◆ **Work to be completed**
Set down word for word the passage in the text on NatWest account closures below, between "All in all, a" and "the local branch.", inclusive.

◆ **Text section**
================

All in all, a rather reassuring message for its millions of business and personal customers as they struggle with lockdown – access to an app providing 24-hour banking, seven days a week without any need to wander down to the local branch.
But it’s an advert that makes Natalie Kay furious every time she sees it. This is because she has just had her personal current account with NatWest – part of State-owned Royal Bank of Scotland – suddenly closed without any explanation.
Pleading: Adam Siddle – with his son George – has £6,000 trapped in his account, which was closed suddenly with no warning
She says she received no prior warning of the account’s closure although all banks are required to provide one in writing. It is an experience that left her traumatised and thrown into a financial black hole.
Natalie had banked with NatWest since she was 16 – she’s now 28 – and had never experienced a problem with her account. Not once had she been overdrawn.
A perfect customer with her salary as an assistant restaurant manager going into her account every month like clockwork. But not perfect enough in NatWest’s eyes – or those of its computers.
Natalie is not a one-off. In recent months, a steady trickle of NatWest customers have had their accounts closed. Many have contacted The Mail on Sunday for help. By way of comparison, complaints from customers of other banks on the same issue have been few and far between.
A Facebook group – ‘NatWest closed down my account’ – has been formed to enable those affected to air their grievances. Those who have posted messages talk about being treated like criminals when they have done nothing wrong, with the bank saying little by way of explanation other than: ‘We would never close an account without good reason.’
Adam Siddle, whose account was closed earlier this month without any reason, has launched a petition demanding that NatWest stops shutting accounts without allowing those customers impacted to access some of their money.

================

◆ **Provided information**

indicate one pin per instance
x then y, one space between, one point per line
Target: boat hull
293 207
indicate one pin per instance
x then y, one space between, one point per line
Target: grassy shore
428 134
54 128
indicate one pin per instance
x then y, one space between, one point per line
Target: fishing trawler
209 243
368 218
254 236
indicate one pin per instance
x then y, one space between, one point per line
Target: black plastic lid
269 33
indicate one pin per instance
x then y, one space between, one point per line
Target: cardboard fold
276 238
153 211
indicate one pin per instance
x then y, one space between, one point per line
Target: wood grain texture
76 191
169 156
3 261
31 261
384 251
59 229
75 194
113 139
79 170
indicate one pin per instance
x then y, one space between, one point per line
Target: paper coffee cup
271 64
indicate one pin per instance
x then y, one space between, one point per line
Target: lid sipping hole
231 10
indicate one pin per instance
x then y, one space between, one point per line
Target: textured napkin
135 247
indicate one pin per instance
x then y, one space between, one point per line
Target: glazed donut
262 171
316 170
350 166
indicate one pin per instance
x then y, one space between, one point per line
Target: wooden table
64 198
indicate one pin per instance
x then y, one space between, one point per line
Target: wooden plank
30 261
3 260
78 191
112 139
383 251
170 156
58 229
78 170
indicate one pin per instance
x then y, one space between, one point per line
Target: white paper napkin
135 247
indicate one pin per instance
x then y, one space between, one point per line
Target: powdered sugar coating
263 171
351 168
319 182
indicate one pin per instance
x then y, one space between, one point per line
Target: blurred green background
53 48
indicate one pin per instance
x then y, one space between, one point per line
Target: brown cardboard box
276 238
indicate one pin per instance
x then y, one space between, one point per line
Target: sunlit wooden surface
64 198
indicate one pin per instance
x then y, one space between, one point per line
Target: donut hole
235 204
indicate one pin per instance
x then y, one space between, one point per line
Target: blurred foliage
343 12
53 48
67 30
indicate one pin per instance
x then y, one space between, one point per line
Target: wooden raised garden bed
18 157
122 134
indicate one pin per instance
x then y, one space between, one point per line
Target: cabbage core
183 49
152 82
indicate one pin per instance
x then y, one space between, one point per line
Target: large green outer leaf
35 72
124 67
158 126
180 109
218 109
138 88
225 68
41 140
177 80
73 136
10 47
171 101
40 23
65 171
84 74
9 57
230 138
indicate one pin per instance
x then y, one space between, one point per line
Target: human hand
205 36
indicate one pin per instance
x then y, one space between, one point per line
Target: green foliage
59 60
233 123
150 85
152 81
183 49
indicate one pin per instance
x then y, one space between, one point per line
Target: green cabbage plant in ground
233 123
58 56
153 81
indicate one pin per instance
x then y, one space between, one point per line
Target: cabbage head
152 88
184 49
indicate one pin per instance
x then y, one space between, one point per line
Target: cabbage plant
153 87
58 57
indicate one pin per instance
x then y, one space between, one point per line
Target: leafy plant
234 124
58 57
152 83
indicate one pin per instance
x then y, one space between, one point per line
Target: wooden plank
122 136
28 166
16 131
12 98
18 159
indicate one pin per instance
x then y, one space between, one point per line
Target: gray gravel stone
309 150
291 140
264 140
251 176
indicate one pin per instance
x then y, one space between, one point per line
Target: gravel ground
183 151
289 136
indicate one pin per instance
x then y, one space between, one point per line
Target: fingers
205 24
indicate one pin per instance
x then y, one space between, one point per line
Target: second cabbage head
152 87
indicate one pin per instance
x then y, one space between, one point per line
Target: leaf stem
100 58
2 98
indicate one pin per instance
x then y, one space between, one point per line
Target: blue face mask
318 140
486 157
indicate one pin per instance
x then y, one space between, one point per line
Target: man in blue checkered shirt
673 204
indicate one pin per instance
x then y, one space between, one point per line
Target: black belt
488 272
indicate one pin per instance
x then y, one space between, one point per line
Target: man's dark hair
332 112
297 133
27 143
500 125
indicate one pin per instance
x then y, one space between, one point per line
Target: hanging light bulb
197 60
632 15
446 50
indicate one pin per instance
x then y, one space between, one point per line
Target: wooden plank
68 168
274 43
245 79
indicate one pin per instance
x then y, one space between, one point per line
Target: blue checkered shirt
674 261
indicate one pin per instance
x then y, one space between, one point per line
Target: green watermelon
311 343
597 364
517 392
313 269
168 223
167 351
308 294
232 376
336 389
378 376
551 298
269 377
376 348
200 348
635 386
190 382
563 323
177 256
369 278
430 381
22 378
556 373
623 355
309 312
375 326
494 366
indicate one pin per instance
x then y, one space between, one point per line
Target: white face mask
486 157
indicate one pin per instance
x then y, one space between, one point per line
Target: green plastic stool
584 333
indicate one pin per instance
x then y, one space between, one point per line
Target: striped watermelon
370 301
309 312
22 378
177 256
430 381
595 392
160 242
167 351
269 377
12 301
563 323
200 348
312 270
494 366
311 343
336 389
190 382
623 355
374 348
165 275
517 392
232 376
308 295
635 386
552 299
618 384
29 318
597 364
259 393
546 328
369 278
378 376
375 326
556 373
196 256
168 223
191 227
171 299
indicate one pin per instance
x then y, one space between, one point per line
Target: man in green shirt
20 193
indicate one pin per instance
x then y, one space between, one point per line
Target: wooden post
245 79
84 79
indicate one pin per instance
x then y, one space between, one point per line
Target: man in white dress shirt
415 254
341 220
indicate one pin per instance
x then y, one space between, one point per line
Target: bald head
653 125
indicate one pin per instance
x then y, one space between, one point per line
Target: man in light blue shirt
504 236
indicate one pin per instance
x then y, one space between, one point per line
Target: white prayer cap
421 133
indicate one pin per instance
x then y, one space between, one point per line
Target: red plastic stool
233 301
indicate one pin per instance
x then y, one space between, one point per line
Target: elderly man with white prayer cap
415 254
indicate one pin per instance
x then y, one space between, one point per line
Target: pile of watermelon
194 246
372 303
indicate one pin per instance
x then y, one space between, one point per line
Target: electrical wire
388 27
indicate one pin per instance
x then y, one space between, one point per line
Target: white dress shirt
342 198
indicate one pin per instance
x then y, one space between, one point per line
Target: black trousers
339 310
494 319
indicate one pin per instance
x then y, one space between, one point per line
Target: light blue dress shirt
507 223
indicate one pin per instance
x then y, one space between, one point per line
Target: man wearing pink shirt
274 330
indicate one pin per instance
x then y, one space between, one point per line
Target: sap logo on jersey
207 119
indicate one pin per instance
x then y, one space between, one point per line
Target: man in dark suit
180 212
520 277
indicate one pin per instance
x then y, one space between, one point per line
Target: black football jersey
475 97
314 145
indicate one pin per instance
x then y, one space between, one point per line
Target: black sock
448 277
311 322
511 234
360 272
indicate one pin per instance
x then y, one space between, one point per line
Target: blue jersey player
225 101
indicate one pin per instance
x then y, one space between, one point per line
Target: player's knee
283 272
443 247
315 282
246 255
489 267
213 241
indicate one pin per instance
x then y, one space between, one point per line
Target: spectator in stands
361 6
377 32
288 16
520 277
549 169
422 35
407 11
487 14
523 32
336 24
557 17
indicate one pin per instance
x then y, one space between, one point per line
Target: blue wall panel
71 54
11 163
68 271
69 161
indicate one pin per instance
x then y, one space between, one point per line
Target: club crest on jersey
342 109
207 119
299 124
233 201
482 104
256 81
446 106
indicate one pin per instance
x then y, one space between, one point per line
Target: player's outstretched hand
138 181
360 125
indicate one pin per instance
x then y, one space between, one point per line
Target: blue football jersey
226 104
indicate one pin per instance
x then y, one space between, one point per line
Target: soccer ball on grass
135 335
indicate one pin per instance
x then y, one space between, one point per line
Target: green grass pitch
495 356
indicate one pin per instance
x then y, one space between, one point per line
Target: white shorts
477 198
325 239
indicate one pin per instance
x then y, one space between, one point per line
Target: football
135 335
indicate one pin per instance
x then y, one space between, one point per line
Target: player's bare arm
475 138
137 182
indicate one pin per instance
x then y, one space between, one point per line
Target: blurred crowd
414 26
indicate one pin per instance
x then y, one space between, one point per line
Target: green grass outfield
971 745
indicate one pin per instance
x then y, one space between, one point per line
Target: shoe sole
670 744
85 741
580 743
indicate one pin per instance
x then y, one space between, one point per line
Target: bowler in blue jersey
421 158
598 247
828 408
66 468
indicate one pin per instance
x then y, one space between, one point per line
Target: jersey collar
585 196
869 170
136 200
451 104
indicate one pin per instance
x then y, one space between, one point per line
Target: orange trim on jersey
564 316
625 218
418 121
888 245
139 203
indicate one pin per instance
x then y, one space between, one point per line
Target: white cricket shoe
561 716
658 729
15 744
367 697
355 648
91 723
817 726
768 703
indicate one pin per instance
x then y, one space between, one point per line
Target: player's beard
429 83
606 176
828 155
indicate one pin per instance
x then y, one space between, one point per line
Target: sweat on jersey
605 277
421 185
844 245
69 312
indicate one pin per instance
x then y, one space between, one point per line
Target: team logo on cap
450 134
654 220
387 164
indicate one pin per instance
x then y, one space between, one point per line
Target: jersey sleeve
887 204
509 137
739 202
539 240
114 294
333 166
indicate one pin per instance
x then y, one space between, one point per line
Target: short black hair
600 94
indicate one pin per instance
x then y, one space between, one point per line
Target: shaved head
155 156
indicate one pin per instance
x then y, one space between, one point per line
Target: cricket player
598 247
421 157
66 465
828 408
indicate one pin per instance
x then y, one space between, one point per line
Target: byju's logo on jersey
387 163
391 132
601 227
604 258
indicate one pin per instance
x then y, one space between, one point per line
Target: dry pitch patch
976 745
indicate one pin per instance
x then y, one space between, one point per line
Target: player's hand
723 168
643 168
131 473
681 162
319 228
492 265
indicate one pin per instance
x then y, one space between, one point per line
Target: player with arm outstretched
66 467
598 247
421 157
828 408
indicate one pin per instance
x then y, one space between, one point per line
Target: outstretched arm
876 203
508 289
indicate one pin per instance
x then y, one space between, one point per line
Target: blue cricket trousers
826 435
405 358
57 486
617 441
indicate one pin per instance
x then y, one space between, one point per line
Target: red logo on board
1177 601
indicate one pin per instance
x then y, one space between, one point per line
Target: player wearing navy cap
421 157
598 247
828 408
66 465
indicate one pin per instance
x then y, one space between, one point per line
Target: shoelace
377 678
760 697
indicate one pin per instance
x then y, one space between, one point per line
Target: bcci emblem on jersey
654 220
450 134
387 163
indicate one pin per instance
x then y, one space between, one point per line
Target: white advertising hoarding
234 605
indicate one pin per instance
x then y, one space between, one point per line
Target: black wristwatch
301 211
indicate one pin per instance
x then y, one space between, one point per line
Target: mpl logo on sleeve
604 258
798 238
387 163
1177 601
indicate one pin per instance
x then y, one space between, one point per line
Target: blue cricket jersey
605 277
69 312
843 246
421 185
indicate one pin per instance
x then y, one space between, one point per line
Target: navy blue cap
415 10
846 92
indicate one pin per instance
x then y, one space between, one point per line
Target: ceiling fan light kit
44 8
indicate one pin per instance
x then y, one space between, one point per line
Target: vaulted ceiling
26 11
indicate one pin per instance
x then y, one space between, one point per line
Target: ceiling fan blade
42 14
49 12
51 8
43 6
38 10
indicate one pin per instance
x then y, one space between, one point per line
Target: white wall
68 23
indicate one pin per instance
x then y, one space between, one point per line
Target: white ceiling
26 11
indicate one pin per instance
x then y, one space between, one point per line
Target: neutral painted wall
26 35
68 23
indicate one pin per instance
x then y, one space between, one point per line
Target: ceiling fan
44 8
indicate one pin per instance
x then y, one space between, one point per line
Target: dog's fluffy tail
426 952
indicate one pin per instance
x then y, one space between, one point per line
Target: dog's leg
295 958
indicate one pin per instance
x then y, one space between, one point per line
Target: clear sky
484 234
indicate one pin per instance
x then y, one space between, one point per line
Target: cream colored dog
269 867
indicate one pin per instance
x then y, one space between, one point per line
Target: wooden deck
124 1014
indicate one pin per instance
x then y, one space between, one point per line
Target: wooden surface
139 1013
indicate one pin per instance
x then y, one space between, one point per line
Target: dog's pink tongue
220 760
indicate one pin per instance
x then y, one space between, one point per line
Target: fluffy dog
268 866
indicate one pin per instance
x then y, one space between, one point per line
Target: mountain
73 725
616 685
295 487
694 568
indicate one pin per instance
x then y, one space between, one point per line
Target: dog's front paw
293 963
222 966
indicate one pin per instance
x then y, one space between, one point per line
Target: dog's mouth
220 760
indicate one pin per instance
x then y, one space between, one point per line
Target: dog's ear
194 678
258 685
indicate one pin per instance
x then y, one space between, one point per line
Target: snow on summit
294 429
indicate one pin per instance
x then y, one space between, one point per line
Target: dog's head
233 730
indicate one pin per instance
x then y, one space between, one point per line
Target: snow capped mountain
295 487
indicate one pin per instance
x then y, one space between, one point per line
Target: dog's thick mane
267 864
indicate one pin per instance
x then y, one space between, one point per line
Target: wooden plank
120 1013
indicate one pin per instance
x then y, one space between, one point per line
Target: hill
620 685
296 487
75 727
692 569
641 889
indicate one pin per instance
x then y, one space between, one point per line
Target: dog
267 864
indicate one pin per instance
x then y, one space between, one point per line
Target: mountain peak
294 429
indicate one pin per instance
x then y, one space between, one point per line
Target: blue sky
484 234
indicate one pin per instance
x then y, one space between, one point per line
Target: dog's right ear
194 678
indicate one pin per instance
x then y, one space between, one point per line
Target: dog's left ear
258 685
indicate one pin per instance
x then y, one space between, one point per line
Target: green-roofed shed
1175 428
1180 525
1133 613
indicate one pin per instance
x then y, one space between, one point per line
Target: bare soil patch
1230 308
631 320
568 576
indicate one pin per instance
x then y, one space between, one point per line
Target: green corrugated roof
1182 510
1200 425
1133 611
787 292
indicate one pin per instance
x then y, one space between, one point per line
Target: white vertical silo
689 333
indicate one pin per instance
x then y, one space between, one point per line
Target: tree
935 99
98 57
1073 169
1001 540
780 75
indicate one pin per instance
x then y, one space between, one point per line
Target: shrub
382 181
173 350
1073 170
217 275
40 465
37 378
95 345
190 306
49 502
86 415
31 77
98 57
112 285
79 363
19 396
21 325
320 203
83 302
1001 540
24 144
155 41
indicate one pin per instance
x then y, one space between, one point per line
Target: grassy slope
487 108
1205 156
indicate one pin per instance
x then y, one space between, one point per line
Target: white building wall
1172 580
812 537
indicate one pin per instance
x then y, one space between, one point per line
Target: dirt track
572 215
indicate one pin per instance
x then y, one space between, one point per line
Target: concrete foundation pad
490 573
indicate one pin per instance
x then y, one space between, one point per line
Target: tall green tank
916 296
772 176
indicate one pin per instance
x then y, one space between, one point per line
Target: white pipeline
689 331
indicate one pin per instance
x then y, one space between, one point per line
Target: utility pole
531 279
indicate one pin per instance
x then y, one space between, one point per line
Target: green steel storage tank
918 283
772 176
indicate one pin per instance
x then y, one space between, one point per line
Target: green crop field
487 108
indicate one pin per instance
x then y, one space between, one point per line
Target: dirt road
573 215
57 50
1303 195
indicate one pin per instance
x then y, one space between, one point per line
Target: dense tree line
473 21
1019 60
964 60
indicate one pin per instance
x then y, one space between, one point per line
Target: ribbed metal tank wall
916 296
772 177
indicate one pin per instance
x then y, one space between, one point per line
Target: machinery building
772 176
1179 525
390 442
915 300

================

◆ **Complete response**
All in all, a rather reassuring message for its millions of business and personal customers as they struggle with lockdown – access to an app providing 24-hour banking, seven days a week without any need to wander down to the local branch.